TASK INSTRUCTIONS –
Show, from the records below, all lines that contain the word "approximate".

EXTRACTED MATERIAL Start Marker

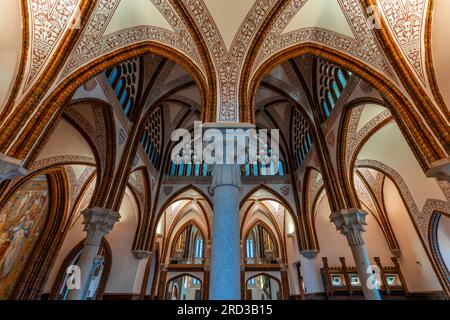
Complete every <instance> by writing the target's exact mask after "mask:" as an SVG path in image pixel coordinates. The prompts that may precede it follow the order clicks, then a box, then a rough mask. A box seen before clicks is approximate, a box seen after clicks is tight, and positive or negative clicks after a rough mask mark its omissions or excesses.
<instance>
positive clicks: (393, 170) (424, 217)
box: [357, 160, 450, 297]
mask: <svg viewBox="0 0 450 320" xmlns="http://www.w3.org/2000/svg"><path fill="white" fill-rule="evenodd" d="M357 166H358V167H365V168H369V169H374V170H376V171H379V172H381V173H383V174H384V175H386V176H387V177H388V178H389V179H390V180H391V181H392V182H393V183H394V185H395V187H396V188H397V190H398V192H399V194H400V196H401V198H402V200H403V203H404V205H405V208H406V210H407V211H408V213H409V216H410V219H411V222H412V223H413V225H414V228H415V229H416V232H417V234H418V236H419V238H420V241H421V243H422V246H423V247H424V249H425V252H426V253H427V256H428V258H429V259H430V261H431V264H432V266H433V269H434V271H435V273H436V276H437V277H438V280H439V282H440V284H441V286H442V288H443V289H444V291H445V292H446V295H447V296H448V297H449V296H450V283H449V281H448V278H446V274H445V270H442V269H441V268H440V267H439V261H438V260H436V257H435V256H433V253H432V248H431V245H432V242H431V241H430V223H432V222H433V220H432V215H433V213H434V212H435V211H438V212H444V213H445V214H447V213H448V212H450V204H449V203H448V202H444V201H441V200H435V199H428V200H427V202H426V203H425V205H424V207H423V209H422V211H421V210H420V209H419V208H418V207H417V205H416V203H415V201H414V199H413V197H412V195H411V193H410V191H409V189H408V187H407V185H406V183H405V181H404V180H403V178H402V177H401V176H400V174H399V173H398V172H396V171H395V170H394V169H392V168H390V167H389V166H387V165H385V164H384V163H381V162H379V161H375V160H360V161H358V162H357Z"/></svg>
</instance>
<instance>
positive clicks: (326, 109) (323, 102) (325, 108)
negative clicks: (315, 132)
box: [322, 100, 330, 119]
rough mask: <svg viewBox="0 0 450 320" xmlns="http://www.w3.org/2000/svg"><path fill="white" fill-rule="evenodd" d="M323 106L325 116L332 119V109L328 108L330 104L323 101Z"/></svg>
mask: <svg viewBox="0 0 450 320" xmlns="http://www.w3.org/2000/svg"><path fill="white" fill-rule="evenodd" d="M322 106H323V111H325V116H326V117H327V119H328V118H329V117H330V109H329V108H328V103H327V101H326V100H323V103H322Z"/></svg>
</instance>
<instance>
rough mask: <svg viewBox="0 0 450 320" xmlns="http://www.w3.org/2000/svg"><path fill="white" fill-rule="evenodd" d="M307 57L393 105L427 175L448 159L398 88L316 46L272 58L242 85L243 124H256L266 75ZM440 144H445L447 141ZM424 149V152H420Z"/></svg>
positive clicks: (413, 107)
mask: <svg viewBox="0 0 450 320" xmlns="http://www.w3.org/2000/svg"><path fill="white" fill-rule="evenodd" d="M306 54H309V55H313V56H317V57H320V58H323V59H326V60H329V61H331V62H333V63H335V64H337V65H340V66H343V67H344V68H346V69H347V70H349V71H351V72H354V73H356V74H358V75H359V76H360V77H361V78H363V79H364V80H366V81H367V82H368V83H370V84H371V85H372V86H373V87H375V88H376V89H377V90H378V91H379V92H380V94H381V95H382V96H383V97H384V98H385V99H387V101H389V103H390V104H392V105H393V109H392V110H393V116H394V118H395V119H396V120H397V123H398V125H399V127H400V128H401V129H402V131H403V132H404V134H405V133H408V134H410V135H411V136H412V137H413V140H412V141H415V142H416V143H415V144H414V149H413V150H414V153H415V154H416V156H417V157H418V160H419V163H420V164H421V166H422V168H423V169H424V171H426V170H428V169H429V168H430V164H431V163H432V162H434V161H437V160H439V159H442V158H444V157H445V152H444V151H443V150H442V148H441V147H440V146H439V144H438V143H437V141H436V140H435V139H434V138H433V137H432V135H431V133H430V131H429V130H428V129H427V128H426V126H425V124H424V123H423V122H422V120H421V119H420V117H419V113H418V112H417V111H416V110H415V109H414V107H413V106H412V105H411V103H410V102H409V100H408V98H407V97H405V96H404V95H403V93H402V92H401V91H400V90H399V89H398V88H397V87H396V86H395V84H393V83H392V82H391V81H390V80H388V79H387V78H386V77H385V76H383V75H382V74H380V73H379V72H378V71H376V70H374V69H373V68H371V67H370V66H368V65H366V64H365V63H363V62H360V61H359V60H356V59H354V58H352V57H350V56H348V55H347V54H344V53H342V52H339V51H336V50H333V49H330V48H328V47H326V46H323V45H318V44H314V43H303V44H299V45H296V46H293V47H290V48H287V49H285V50H283V51H281V52H279V53H277V54H275V55H273V56H271V57H270V58H269V59H267V60H266V61H265V62H264V64H263V65H262V66H261V67H259V69H258V70H257V71H256V72H255V75H254V77H253V79H251V81H249V82H248V83H243V84H242V85H243V86H244V88H246V90H247V91H246V92H245V97H244V98H243V99H244V100H243V101H245V102H246V103H245V105H241V106H240V107H241V114H242V115H244V119H243V121H248V122H254V99H255V94H256V90H257V89H258V87H259V85H260V83H261V82H262V80H263V79H264V77H265V75H267V74H268V72H270V70H272V69H273V68H274V67H276V66H277V65H279V64H280V63H282V62H285V61H287V60H289V59H290V58H293V57H297V56H301V55H306ZM420 111H421V114H423V113H424V112H425V111H424V110H420ZM441 142H442V144H445V141H441ZM419 146H420V147H419ZM421 148H423V149H424V150H421Z"/></svg>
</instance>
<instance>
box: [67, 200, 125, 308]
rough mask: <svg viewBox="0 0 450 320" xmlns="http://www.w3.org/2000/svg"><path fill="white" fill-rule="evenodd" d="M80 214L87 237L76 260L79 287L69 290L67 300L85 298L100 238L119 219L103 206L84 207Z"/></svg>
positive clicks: (108, 209)
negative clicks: (78, 260) (70, 290)
mask: <svg viewBox="0 0 450 320" xmlns="http://www.w3.org/2000/svg"><path fill="white" fill-rule="evenodd" d="M82 214H83V216H84V221H83V224H84V231H86V232H87V237H86V239H85V240H84V247H83V251H82V252H81V256H80V259H79V262H78V267H79V268H80V271H81V274H80V280H81V281H80V284H81V288H80V289H74V290H71V291H70V292H69V294H68V296H67V300H85V299H86V295H87V291H88V290H89V285H90V282H91V278H92V274H93V272H94V270H95V269H94V267H95V260H96V257H97V253H98V250H99V249H100V244H101V242H102V239H103V237H104V236H105V235H106V234H107V233H108V232H110V231H111V230H112V229H113V227H114V225H115V224H116V222H118V221H119V219H120V214H119V213H118V212H114V211H112V210H109V209H103V208H94V209H86V210H84V211H83V212H82Z"/></svg>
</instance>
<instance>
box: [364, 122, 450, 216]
mask: <svg viewBox="0 0 450 320" xmlns="http://www.w3.org/2000/svg"><path fill="white" fill-rule="evenodd" d="M358 159H359V160H377V161H379V162H382V163H384V164H385V165H387V166H389V167H391V168H392V169H394V170H395V171H397V172H398V173H399V174H400V175H401V177H402V178H403V180H404V181H405V183H406V184H407V186H408V188H409V191H410V192H411V195H412V197H413V199H414V200H415V202H416V204H417V207H418V208H419V210H422V208H423V207H424V205H425V203H426V201H427V200H428V199H438V200H442V201H447V200H446V198H445V196H444V194H443V193H442V190H441V189H440V187H439V185H438V184H437V182H436V180H435V179H430V178H427V177H426V176H425V173H424V172H423V170H422V168H421V167H420V165H419V163H418V162H417V160H416V158H415V157H414V154H413V153H412V151H411V149H410V148H409V146H408V144H407V143H406V140H405V139H404V138H403V135H402V133H401V132H400V129H399V128H398V126H397V124H396V123H392V124H389V125H387V126H385V127H384V128H382V129H381V130H379V131H378V132H377V133H376V134H375V135H374V136H372V137H371V138H370V139H369V140H368V141H367V143H366V144H365V145H364V147H363V149H362V150H361V152H360V153H359V155H358Z"/></svg>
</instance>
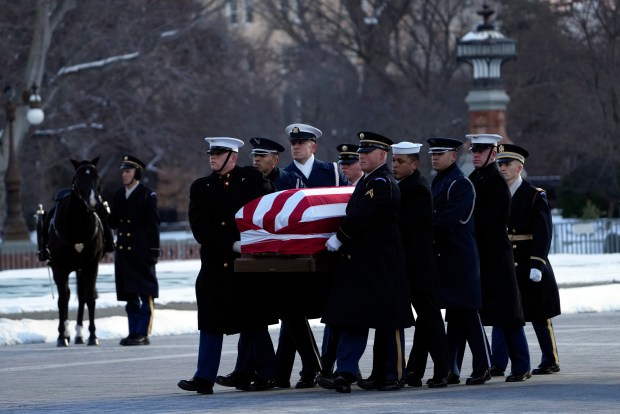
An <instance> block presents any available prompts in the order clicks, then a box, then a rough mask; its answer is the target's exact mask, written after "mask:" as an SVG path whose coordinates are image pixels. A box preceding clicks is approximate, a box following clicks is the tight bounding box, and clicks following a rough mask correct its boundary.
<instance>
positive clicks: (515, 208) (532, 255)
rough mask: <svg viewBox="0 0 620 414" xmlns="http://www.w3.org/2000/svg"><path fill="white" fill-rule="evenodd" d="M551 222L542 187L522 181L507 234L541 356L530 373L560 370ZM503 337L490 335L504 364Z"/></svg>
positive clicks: (493, 355)
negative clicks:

EXTRACTED MATERIAL End Marker

REPLY TO THE TASK –
Complete every <instance> by writing the target's exact mask after "mask:" as an SVG path in image pixel coordinates. The prompts that may precede it follow the order clicks, then a box, then a rough mask. A box seen before clicks is approximate, a box seen after clicks is tight, and positive or negative clicks after a rough mask mark its omissions or excesses.
An <instance> block presents any available prompts in the order clicks, then a box, then a rough mask; its answer is the target's exact mask, written after "mask:" as an SVG path whose coordinates are image pixels. A box preceding clicks is approximate, a box following clicks is the tight bounding box, and clicks following a rough mask correct its boundary.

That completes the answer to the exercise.